Excerpted text:

-- START --

W.A. Hough Makes Up 45 Points Over Final 3 Events To Win NC 4A Title

The girls of W.A. Hough erased a 17-point deficit with just three events to go, taking a second and two firsts to win the girls class 4A title for North Carolina high school swimming. The Green Hope boys won by almost 100 points in a rounded team effort despite winning just one event.

Full results

Girls Meet

Heading into the 100 back, Leesville Road led 215-298 over W.A. Hough. But Hough fired back with three massive events to end up winning by nearly 20.

The key race was the 100 breast, where Hough’s Lilly Higgs outdueled Leesville Road’s Ashley McCauley for the win, 1:01.57 to 1:01.78. Higgs shattered her own class 4A and overall state record, set at 1:01.77 in prelims.

Higgs then came back to anchor the winning 400 free relay, which went 3:24.43. She was joined by Heidi Lowe, Amaya Hanley and Kensley Merritt.

Maybe most essential to that comeback, though, was the 100 back, where W.A. Hough outscored Leesville Road 37 to 3. Merritt was second in 54.45 and Hanley took 6th with a 57.31. With Hannah Hermanson in the B final, Hough had three swimmers higher than the only scorer from Leesville Road to immediately take over the team points lead.

-- END --

What is asked:
1. Using the swimming results report, answer each question:
(a) Whom did Lilly Higgs outduel to win the 100 breast?
(b) What time did W.A. Hough's winning 400 free relay post?
(c) Which school won the boys team title?
2. Carry on the report on the North Carolina class 4A swimming championships from its final sentence.

Material supplied:
-- START --

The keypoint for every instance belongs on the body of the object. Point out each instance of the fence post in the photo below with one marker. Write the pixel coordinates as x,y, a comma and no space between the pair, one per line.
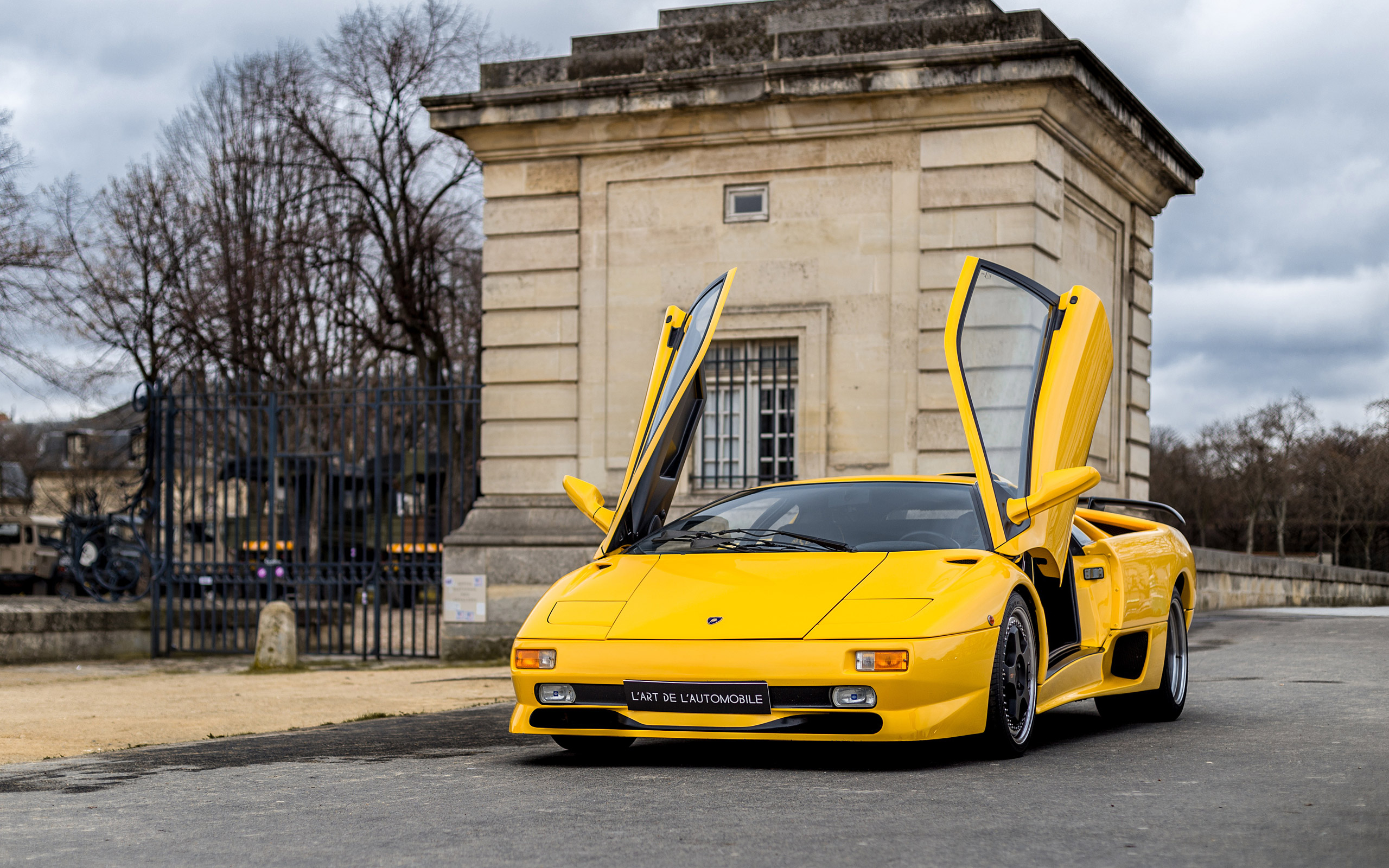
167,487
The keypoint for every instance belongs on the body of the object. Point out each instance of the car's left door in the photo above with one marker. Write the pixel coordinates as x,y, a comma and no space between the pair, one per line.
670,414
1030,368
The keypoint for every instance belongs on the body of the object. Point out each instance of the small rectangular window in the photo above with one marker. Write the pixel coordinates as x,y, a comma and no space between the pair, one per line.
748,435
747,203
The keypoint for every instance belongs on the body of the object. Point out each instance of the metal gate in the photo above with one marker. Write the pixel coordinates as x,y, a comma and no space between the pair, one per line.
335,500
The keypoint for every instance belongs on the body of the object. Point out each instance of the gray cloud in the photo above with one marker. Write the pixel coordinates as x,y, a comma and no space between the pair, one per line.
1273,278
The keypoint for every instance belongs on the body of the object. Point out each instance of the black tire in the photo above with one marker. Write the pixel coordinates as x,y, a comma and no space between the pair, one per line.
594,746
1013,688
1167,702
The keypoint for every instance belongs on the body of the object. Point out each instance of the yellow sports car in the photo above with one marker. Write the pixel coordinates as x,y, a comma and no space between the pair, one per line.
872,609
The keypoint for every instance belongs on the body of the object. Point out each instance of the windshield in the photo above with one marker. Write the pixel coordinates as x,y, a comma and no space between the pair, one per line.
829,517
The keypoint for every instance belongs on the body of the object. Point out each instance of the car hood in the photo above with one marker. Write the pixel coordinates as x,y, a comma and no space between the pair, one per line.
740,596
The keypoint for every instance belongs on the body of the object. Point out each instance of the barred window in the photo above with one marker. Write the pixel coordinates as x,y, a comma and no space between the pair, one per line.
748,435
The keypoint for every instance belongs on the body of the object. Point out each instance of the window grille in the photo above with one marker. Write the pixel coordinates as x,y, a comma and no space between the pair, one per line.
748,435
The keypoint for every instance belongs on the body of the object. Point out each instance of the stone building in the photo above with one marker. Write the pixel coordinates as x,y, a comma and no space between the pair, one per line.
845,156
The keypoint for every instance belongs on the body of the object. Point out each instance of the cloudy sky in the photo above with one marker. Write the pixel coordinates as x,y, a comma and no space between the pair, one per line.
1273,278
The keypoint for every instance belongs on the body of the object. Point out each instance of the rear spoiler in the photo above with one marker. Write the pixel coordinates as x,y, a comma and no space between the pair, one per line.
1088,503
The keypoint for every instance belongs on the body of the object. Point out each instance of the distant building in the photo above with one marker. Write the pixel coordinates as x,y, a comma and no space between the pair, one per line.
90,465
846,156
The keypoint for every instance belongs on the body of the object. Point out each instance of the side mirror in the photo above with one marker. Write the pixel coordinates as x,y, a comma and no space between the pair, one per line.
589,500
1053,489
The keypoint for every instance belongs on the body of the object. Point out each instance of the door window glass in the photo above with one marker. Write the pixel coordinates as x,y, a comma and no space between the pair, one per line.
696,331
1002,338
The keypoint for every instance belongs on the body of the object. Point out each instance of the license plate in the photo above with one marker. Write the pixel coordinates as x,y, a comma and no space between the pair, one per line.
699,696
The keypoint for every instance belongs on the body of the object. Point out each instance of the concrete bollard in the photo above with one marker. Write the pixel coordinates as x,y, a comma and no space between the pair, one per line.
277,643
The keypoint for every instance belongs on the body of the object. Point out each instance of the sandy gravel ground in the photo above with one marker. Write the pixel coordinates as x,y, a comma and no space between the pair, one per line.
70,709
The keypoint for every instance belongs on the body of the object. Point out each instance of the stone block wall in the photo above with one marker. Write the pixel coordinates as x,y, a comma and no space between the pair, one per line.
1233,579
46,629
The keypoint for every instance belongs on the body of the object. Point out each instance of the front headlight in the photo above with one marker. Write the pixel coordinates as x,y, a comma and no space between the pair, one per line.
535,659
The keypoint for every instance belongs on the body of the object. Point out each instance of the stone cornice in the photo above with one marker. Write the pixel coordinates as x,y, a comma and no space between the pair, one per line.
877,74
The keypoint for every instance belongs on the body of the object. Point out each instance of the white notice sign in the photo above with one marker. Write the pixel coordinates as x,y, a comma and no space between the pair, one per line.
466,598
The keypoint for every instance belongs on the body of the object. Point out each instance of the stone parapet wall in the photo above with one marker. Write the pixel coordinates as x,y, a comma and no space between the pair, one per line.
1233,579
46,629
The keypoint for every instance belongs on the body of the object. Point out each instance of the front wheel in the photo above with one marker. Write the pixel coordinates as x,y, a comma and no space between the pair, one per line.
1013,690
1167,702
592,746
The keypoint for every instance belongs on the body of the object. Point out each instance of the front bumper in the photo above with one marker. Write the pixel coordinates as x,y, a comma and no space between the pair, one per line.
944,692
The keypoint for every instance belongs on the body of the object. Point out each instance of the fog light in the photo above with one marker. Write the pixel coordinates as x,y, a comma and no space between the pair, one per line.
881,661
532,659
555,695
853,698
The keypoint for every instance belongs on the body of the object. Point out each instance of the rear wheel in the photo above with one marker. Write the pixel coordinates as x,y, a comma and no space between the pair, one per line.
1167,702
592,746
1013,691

-- END --

Results of the exercise:
1.
(a) Ashley McCauley of Leesville Road
(b) 3:24.43
(c) Green Hope

2.
Leesville Road had its own dominant run earlier in the meet, though. Grace Countie won the 50 free in a new state record 22.54, and set off a run of four straight Leesville Road wins. Ashton Zuburg took diving (450.85) and Amanda Ray the 100 fly (54.28) before Countie returned to win the 100 free in 49.69, just .01 off the state record.

Leesville Road also won the 200 medley relay and 200 free relay. Anna Carrigan, McCauley, Ray and Countie went 1:42.20 to set a new 4A and overall state record in the medley and Grace Newton, Caroline Keever, Brooke Morgan and Countie went 1:34.75 to win the free relay.

Sanderson’s Kenna Haney ruled the distance races, going 1:47.90 in the 200 free and 4:49.59 in the 500 free to win both. Meanwhile Apex Friendship’s Brooke Zettel won the 200 IM with a new 4A and overall state record of 1:58.31. She topped Sinclair Larson of South Mecklenburg in that race; Larson would go on to win the 100 back in 53.71.

Top 5 Teams:

  1. W.A. Hough – 295
  2. Leesville Road – 267
  3. South Mecklenburg – 197
  4. Myers Park – 188
  5. Apex – 148

Boys Meet

Green Hope only needed to win the opening event to seal its team title for the boys. John Healy, Connor Dalbo, Jesse Ssengonzi and Michael Ivy combined to go 1:33.27 in the 200 medley relay, winning and coming within seven tenths of the state record.

A pair of class 4A state records fell on the boys side. Myers Park’s Jack Walker took home the 200 freestyle in 1:37.75, breaking a 12-year-old record set by Olympian Charlie Houchin. Meanwhile Tucker Burhans went 48.78 to win the 100 back for West Forsyth, breaking a state record held by eventual Texas Longhorn Kip Darmody. Burhans also won the 100 freestyle in 45.33, narrowly touching out Grimsley’s Graham Hertweck (45.35).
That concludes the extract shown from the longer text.